Task material START

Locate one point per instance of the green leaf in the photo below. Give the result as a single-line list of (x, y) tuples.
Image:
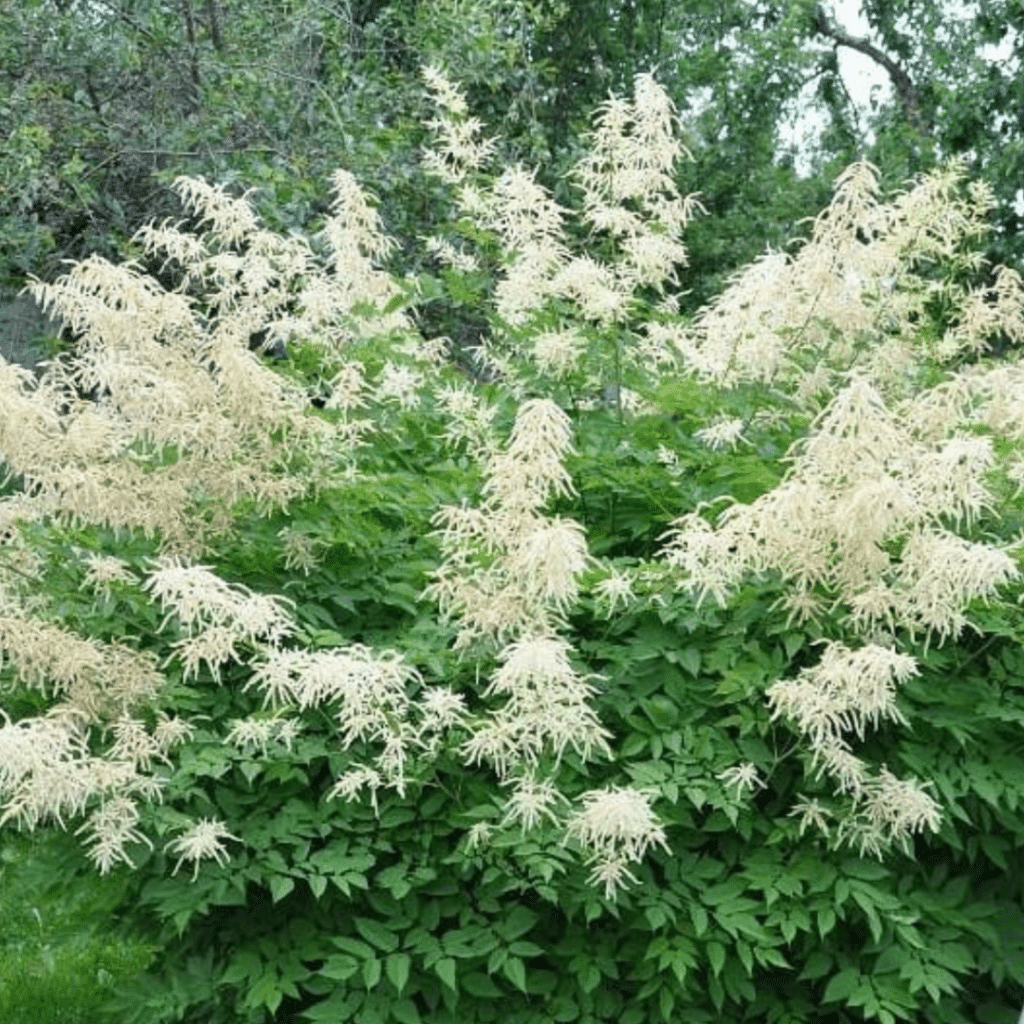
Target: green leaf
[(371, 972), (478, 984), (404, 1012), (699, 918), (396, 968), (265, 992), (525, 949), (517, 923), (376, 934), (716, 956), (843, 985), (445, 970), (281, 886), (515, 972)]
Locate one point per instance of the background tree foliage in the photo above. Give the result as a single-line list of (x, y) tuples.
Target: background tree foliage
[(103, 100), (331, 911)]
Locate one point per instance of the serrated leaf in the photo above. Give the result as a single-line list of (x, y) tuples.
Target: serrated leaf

Task material END

→ **Task prompt**
Return only those lines that run from the one containing "Target: green leaf" through the end of the entries, keeping each exactly as written.

→ **Task response**
Target: green leaf
[(371, 972), (478, 984), (404, 1012), (699, 918), (396, 968), (265, 992), (525, 949), (517, 923), (376, 934), (716, 956), (843, 985), (445, 970), (281, 886), (515, 972)]
Locate one point per instance of the background tree foliage in the photo above. Give the result as a single-line list of (x, y) tuples.
Target: background tree foliage
[(103, 100), (331, 911)]
Locate one point per instance of the serrated leaf in the photo above. Give the result as a single-line list of (x, y) tuples.
Target: serrated leaf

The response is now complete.